* _Kutipan Dokumen_:
□ □ □
Demokrat Merasa Diperlakukan Tidak Adil, tapi Bukan untuk Bela Ahok

Senin, 8 Januari 2018 | 07:50 WIB
0
137
Demokrat Merasa Diperlakukan Tidak Adil, tapi Bukan untuk Bela Ahok

Partai Demokrat merasa diperlakukan tidak adil oleh penegak hukum di mana setiap kader yang ingin maju Pilkada selalu diperlakukan tidak adil. Beberapa petinggi partai mengungkapkan curhat ini dalam “Emergency Meeting” yang diadakan di DPP Partai Demokrat, Menteng, Jakarta Pusat, 3 Desember 2018.

Dalam pertemuan yang dihadiri Ketua Umum Partai Demokrat Susilo Bambang Yudhoyono ini membahas berbagai hal, khususnya dalam rangka mengahadapi Pilkada 2018.
□ □ □
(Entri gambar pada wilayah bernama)
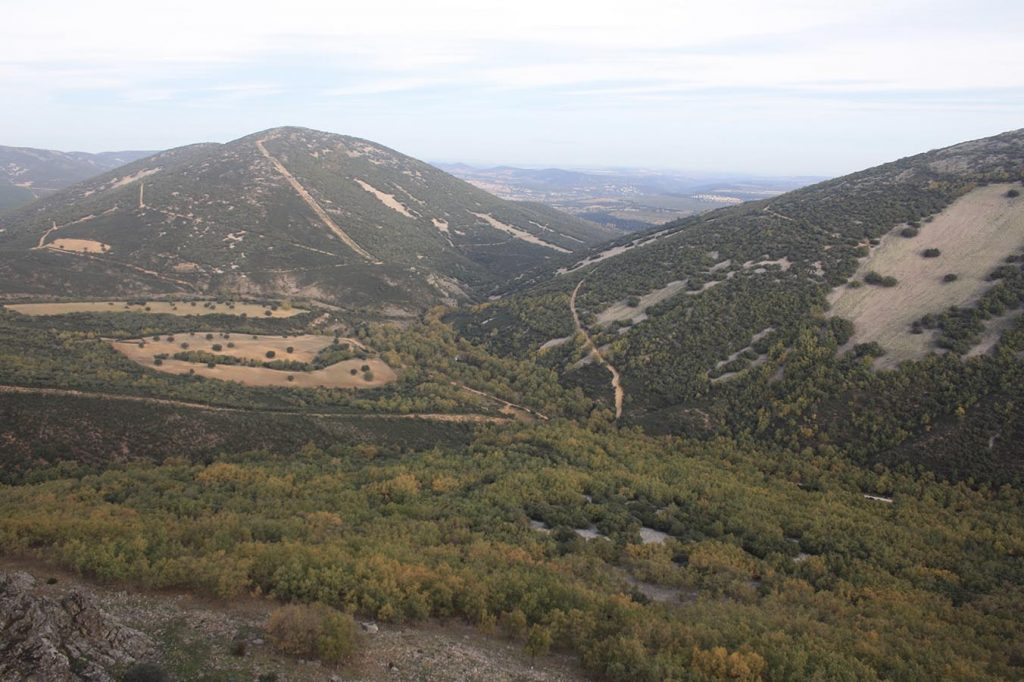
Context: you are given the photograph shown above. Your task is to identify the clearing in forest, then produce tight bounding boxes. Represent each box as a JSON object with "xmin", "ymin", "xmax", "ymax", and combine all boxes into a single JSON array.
[
  {"xmin": 111, "ymin": 332, "xmax": 397, "ymax": 388},
  {"xmin": 4, "ymin": 301, "xmax": 308, "ymax": 317},
  {"xmin": 43, "ymin": 239, "xmax": 111, "ymax": 253},
  {"xmin": 828, "ymin": 184, "xmax": 1024, "ymax": 368}
]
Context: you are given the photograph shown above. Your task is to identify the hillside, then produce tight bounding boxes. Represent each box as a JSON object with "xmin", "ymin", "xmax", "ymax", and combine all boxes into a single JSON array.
[
  {"xmin": 0, "ymin": 145, "xmax": 153, "ymax": 212},
  {"xmin": 450, "ymin": 131, "xmax": 1024, "ymax": 478},
  {"xmin": 0, "ymin": 128, "xmax": 616, "ymax": 314}
]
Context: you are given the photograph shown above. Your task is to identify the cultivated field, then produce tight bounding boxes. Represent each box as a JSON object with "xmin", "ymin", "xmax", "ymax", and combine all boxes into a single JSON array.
[
  {"xmin": 4, "ymin": 301, "xmax": 308, "ymax": 317},
  {"xmin": 112, "ymin": 334, "xmax": 397, "ymax": 388},
  {"xmin": 118, "ymin": 332, "xmax": 364, "ymax": 363},
  {"xmin": 829, "ymin": 179, "xmax": 1024, "ymax": 360}
]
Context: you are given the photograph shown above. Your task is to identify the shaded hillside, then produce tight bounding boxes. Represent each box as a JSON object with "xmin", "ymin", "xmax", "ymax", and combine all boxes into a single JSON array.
[
  {"xmin": 452, "ymin": 131, "xmax": 1024, "ymax": 477},
  {"xmin": 0, "ymin": 145, "xmax": 153, "ymax": 211},
  {"xmin": 0, "ymin": 128, "xmax": 615, "ymax": 310}
]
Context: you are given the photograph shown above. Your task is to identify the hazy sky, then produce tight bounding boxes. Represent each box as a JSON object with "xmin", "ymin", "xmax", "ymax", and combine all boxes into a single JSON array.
[{"xmin": 0, "ymin": 0, "xmax": 1024, "ymax": 175}]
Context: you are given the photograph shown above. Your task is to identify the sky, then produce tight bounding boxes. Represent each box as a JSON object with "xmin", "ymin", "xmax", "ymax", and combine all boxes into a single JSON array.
[{"xmin": 0, "ymin": 0, "xmax": 1024, "ymax": 175}]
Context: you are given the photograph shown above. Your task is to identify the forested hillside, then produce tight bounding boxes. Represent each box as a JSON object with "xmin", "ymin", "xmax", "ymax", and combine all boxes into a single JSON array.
[
  {"xmin": 449, "ymin": 131, "xmax": 1024, "ymax": 480},
  {"xmin": 0, "ymin": 145, "xmax": 153, "ymax": 212},
  {"xmin": 0, "ymin": 128, "xmax": 618, "ymax": 315}
]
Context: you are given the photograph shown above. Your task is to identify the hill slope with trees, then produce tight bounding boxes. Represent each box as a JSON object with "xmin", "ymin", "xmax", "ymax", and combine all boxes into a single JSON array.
[{"xmin": 0, "ymin": 128, "xmax": 617, "ymax": 312}]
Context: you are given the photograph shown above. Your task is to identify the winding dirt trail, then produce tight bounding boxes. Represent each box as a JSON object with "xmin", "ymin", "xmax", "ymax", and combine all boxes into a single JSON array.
[
  {"xmin": 569, "ymin": 280, "xmax": 626, "ymax": 419},
  {"xmin": 256, "ymin": 137, "xmax": 384, "ymax": 265},
  {"xmin": 0, "ymin": 384, "xmax": 512, "ymax": 424},
  {"xmin": 452, "ymin": 381, "xmax": 548, "ymax": 422}
]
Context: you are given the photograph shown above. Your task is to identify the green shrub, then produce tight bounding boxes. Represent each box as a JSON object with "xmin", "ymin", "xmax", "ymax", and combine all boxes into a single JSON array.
[
  {"xmin": 121, "ymin": 663, "xmax": 171, "ymax": 682},
  {"xmin": 864, "ymin": 270, "xmax": 899, "ymax": 287}
]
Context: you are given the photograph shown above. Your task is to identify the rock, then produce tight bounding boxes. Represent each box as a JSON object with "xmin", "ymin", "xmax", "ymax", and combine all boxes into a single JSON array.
[{"xmin": 0, "ymin": 571, "xmax": 154, "ymax": 682}]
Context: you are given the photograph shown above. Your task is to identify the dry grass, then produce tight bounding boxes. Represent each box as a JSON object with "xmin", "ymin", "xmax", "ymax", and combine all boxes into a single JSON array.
[
  {"xmin": 112, "ymin": 334, "xmax": 397, "ymax": 388},
  {"xmin": 118, "ymin": 332, "xmax": 364, "ymax": 363},
  {"xmin": 829, "ymin": 184, "xmax": 1024, "ymax": 368},
  {"xmin": 4, "ymin": 301, "xmax": 308, "ymax": 317},
  {"xmin": 597, "ymin": 281, "xmax": 686, "ymax": 325}
]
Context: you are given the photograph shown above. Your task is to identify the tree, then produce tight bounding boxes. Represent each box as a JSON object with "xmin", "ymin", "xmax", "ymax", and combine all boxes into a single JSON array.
[
  {"xmin": 525, "ymin": 624, "xmax": 551, "ymax": 660},
  {"xmin": 266, "ymin": 603, "xmax": 359, "ymax": 663}
]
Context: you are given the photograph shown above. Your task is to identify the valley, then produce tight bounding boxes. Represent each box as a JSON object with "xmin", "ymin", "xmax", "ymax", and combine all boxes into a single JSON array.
[{"xmin": 0, "ymin": 128, "xmax": 1024, "ymax": 682}]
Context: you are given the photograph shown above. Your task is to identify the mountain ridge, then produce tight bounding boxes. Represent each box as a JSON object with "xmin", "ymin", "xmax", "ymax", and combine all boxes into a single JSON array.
[
  {"xmin": 0, "ymin": 144, "xmax": 156, "ymax": 211},
  {"xmin": 0, "ymin": 127, "xmax": 617, "ymax": 311}
]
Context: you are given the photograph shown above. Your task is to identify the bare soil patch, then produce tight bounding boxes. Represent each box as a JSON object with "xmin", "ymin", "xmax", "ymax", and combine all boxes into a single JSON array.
[
  {"xmin": 4, "ymin": 299, "xmax": 308, "ymax": 317},
  {"xmin": 470, "ymin": 211, "xmax": 572, "ymax": 253},
  {"xmin": 45, "ymin": 239, "xmax": 111, "ymax": 253},
  {"xmin": 828, "ymin": 184, "xmax": 1024, "ymax": 368}
]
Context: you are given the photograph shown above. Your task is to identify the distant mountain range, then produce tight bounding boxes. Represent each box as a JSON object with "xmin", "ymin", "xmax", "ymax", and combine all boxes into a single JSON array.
[
  {"xmin": 0, "ymin": 145, "xmax": 154, "ymax": 211},
  {"xmin": 437, "ymin": 164, "xmax": 823, "ymax": 230},
  {"xmin": 0, "ymin": 128, "xmax": 622, "ymax": 314},
  {"xmin": 449, "ymin": 130, "xmax": 1024, "ymax": 479}
]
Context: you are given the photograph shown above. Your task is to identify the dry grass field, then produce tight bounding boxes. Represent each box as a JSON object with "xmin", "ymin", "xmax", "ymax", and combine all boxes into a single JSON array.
[
  {"xmin": 829, "ymin": 184, "xmax": 1024, "ymax": 368},
  {"xmin": 112, "ymin": 334, "xmax": 397, "ymax": 388},
  {"xmin": 4, "ymin": 301, "xmax": 308, "ymax": 317},
  {"xmin": 44, "ymin": 239, "xmax": 111, "ymax": 253}
]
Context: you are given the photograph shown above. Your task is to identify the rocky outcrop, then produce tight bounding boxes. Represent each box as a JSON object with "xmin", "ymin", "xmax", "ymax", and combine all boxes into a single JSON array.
[{"xmin": 0, "ymin": 571, "xmax": 154, "ymax": 682}]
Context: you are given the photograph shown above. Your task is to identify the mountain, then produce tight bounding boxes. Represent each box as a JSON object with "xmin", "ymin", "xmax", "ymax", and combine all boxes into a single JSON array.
[
  {"xmin": 439, "ymin": 164, "xmax": 823, "ymax": 231},
  {"xmin": 0, "ymin": 145, "xmax": 153, "ymax": 211},
  {"xmin": 449, "ymin": 130, "xmax": 1024, "ymax": 479},
  {"xmin": 0, "ymin": 128, "xmax": 621, "ymax": 311}
]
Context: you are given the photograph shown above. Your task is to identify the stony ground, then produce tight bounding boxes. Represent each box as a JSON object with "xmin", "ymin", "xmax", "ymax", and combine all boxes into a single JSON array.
[{"xmin": 0, "ymin": 558, "xmax": 586, "ymax": 682}]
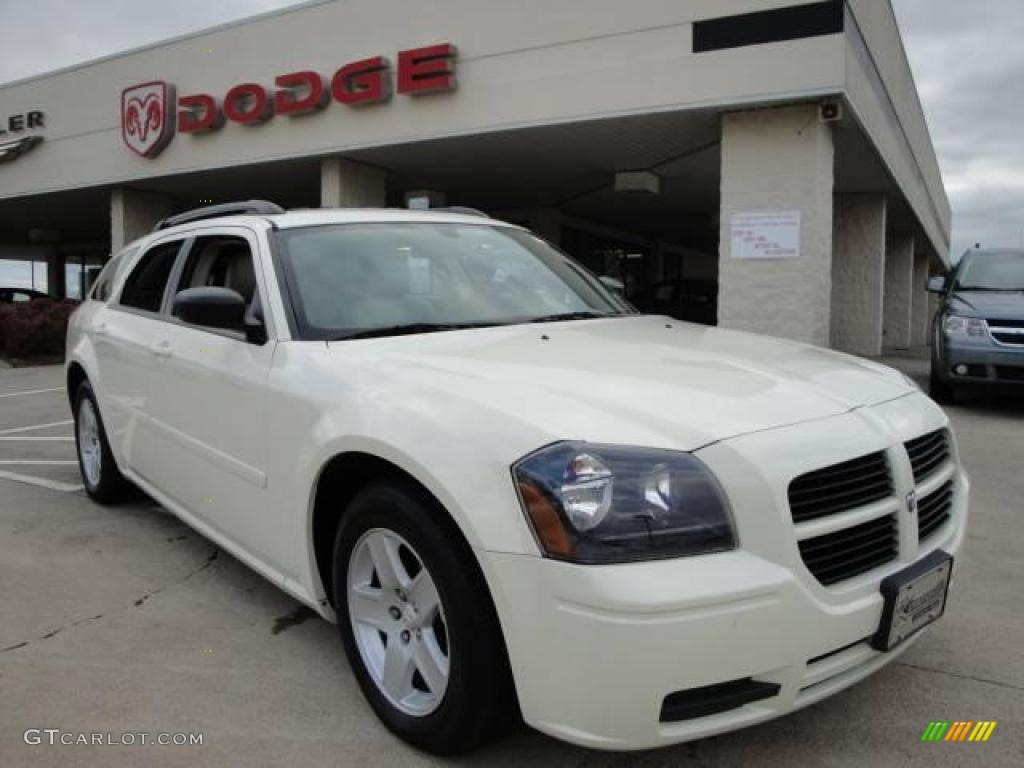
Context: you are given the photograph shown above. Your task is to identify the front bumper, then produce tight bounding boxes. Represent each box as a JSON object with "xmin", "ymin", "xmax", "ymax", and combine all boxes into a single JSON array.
[
  {"xmin": 485, "ymin": 395, "xmax": 968, "ymax": 750},
  {"xmin": 932, "ymin": 337, "xmax": 1024, "ymax": 387}
]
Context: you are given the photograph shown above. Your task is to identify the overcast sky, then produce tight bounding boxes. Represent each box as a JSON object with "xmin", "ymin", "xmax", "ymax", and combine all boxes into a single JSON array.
[{"xmin": 0, "ymin": 0, "xmax": 1024, "ymax": 256}]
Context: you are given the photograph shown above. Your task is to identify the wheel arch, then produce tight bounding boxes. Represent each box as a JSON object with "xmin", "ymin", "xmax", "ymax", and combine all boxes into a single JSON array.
[
  {"xmin": 67, "ymin": 360, "xmax": 89, "ymax": 411},
  {"xmin": 308, "ymin": 450, "xmax": 479, "ymax": 607}
]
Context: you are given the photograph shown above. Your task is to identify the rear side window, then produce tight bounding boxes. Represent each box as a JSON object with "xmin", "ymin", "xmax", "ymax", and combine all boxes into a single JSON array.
[{"xmin": 119, "ymin": 241, "xmax": 181, "ymax": 312}]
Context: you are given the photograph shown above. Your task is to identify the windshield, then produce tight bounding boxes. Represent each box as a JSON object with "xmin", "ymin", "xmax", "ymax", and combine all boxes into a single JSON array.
[
  {"xmin": 279, "ymin": 222, "xmax": 634, "ymax": 339},
  {"xmin": 955, "ymin": 251, "xmax": 1024, "ymax": 291}
]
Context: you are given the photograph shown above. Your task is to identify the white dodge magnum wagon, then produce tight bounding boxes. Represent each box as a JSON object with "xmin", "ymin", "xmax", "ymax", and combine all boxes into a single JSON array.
[{"xmin": 67, "ymin": 202, "xmax": 968, "ymax": 753}]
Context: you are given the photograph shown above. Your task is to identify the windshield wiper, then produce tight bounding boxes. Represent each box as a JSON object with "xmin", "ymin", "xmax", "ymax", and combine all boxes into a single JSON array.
[
  {"xmin": 529, "ymin": 311, "xmax": 616, "ymax": 323},
  {"xmin": 329, "ymin": 323, "xmax": 498, "ymax": 341}
]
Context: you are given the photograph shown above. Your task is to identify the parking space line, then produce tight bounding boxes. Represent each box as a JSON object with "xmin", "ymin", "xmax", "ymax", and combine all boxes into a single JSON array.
[
  {"xmin": 0, "ymin": 435, "xmax": 75, "ymax": 442},
  {"xmin": 0, "ymin": 387, "xmax": 65, "ymax": 397},
  {"xmin": 0, "ymin": 459, "xmax": 78, "ymax": 467},
  {"xmin": 0, "ymin": 469, "xmax": 84, "ymax": 494},
  {"xmin": 0, "ymin": 419, "xmax": 75, "ymax": 435}
]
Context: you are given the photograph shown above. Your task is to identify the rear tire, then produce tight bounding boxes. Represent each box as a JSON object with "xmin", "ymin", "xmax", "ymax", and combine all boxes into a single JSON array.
[
  {"xmin": 333, "ymin": 482, "xmax": 516, "ymax": 755},
  {"xmin": 928, "ymin": 370, "xmax": 956, "ymax": 406},
  {"xmin": 75, "ymin": 381, "xmax": 131, "ymax": 504}
]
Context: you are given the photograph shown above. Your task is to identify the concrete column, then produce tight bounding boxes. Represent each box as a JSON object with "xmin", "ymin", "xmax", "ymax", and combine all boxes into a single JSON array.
[
  {"xmin": 910, "ymin": 253, "xmax": 931, "ymax": 347},
  {"xmin": 883, "ymin": 232, "xmax": 913, "ymax": 349},
  {"xmin": 831, "ymin": 195, "xmax": 886, "ymax": 356},
  {"xmin": 529, "ymin": 208, "xmax": 562, "ymax": 246},
  {"xmin": 321, "ymin": 158, "xmax": 387, "ymax": 208},
  {"xmin": 718, "ymin": 105, "xmax": 834, "ymax": 345},
  {"xmin": 46, "ymin": 249, "xmax": 68, "ymax": 299},
  {"xmin": 111, "ymin": 187, "xmax": 172, "ymax": 253}
]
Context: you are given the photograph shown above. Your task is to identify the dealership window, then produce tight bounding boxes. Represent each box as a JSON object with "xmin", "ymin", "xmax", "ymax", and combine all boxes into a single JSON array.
[
  {"xmin": 119, "ymin": 241, "xmax": 181, "ymax": 312},
  {"xmin": 0, "ymin": 258, "xmax": 48, "ymax": 293}
]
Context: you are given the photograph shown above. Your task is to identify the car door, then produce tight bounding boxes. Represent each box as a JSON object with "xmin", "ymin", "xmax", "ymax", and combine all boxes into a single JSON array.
[
  {"xmin": 135, "ymin": 226, "xmax": 287, "ymax": 569},
  {"xmin": 95, "ymin": 236, "xmax": 185, "ymax": 468}
]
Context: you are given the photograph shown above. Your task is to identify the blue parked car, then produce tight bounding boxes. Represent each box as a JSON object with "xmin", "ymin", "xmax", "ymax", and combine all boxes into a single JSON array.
[{"xmin": 928, "ymin": 249, "xmax": 1024, "ymax": 403}]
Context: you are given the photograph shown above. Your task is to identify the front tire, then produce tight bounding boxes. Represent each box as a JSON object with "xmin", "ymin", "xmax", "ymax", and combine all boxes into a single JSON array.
[
  {"xmin": 75, "ymin": 381, "xmax": 130, "ymax": 504},
  {"xmin": 333, "ymin": 483, "xmax": 512, "ymax": 755}
]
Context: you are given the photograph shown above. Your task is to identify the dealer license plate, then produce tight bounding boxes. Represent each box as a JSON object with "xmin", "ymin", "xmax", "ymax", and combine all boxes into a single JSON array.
[{"xmin": 871, "ymin": 550, "xmax": 953, "ymax": 650}]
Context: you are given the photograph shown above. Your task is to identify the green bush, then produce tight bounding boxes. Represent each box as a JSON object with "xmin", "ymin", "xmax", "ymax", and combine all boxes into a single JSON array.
[{"xmin": 0, "ymin": 299, "xmax": 77, "ymax": 359}]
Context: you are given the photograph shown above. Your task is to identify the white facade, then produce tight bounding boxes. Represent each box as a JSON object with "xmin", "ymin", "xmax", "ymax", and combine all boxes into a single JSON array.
[{"xmin": 0, "ymin": 0, "xmax": 950, "ymax": 350}]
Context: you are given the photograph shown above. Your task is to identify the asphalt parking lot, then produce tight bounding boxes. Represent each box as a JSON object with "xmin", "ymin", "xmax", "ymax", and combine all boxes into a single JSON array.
[{"xmin": 0, "ymin": 359, "xmax": 1024, "ymax": 768}]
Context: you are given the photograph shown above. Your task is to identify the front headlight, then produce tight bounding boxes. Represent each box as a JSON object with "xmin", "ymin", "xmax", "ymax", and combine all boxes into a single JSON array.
[
  {"xmin": 942, "ymin": 314, "xmax": 988, "ymax": 336},
  {"xmin": 512, "ymin": 442, "xmax": 736, "ymax": 563}
]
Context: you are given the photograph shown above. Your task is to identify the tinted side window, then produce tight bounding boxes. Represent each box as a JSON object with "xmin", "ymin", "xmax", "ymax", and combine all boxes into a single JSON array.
[
  {"xmin": 177, "ymin": 236, "xmax": 256, "ymax": 304},
  {"xmin": 120, "ymin": 241, "xmax": 181, "ymax": 312}
]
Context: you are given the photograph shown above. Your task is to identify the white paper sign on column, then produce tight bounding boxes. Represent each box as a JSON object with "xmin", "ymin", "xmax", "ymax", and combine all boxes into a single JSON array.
[{"xmin": 731, "ymin": 211, "xmax": 800, "ymax": 259}]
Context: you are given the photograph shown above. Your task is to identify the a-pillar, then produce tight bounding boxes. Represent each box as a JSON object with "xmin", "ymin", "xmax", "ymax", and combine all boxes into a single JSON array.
[
  {"xmin": 111, "ymin": 187, "xmax": 172, "ymax": 253},
  {"xmin": 718, "ymin": 105, "xmax": 834, "ymax": 345},
  {"xmin": 883, "ymin": 232, "xmax": 913, "ymax": 349},
  {"xmin": 831, "ymin": 194, "xmax": 886, "ymax": 356},
  {"xmin": 321, "ymin": 158, "xmax": 387, "ymax": 208}
]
□ □ □
* _Instruksi_:
Ambil seluruh berita tentang Partai Demokrat yang merasa diperlakukan tidak adil, lalu tuliskan kembali utuh tanpa mengubah satu huruf pun.

* _Jawaban Tertulis_:
Demokrat Merasa Diperlakukan Tidak Adil, tapi Bukan untuk Bela Ahok

Senin, 8 Januari 2018 | 07:50 WIB
0
137
Demokrat Merasa Diperlakukan Tidak Adil, tapi Bukan untuk Bela Ahok

Partai Demokrat merasa diperlakukan tidak adil oleh penegak hukum di mana setiap kader yang ingin maju Pilkada selalu diperlakukan tidak adil. Beberapa petinggi partai mengungkapkan curhat ini dalam “Emergency Meeting” yang diadakan di DPP Partai Demokrat, Menteng, Jakarta Pusat, 3 Desember 2018.

Dalam pertemuan yang dihadiri Ketua Umum Partai Demokrat Susilo Bambang Yudhoyono ini membahas berbagai hal, khususnya dalam rangka mengahadapi Pilkada 2018.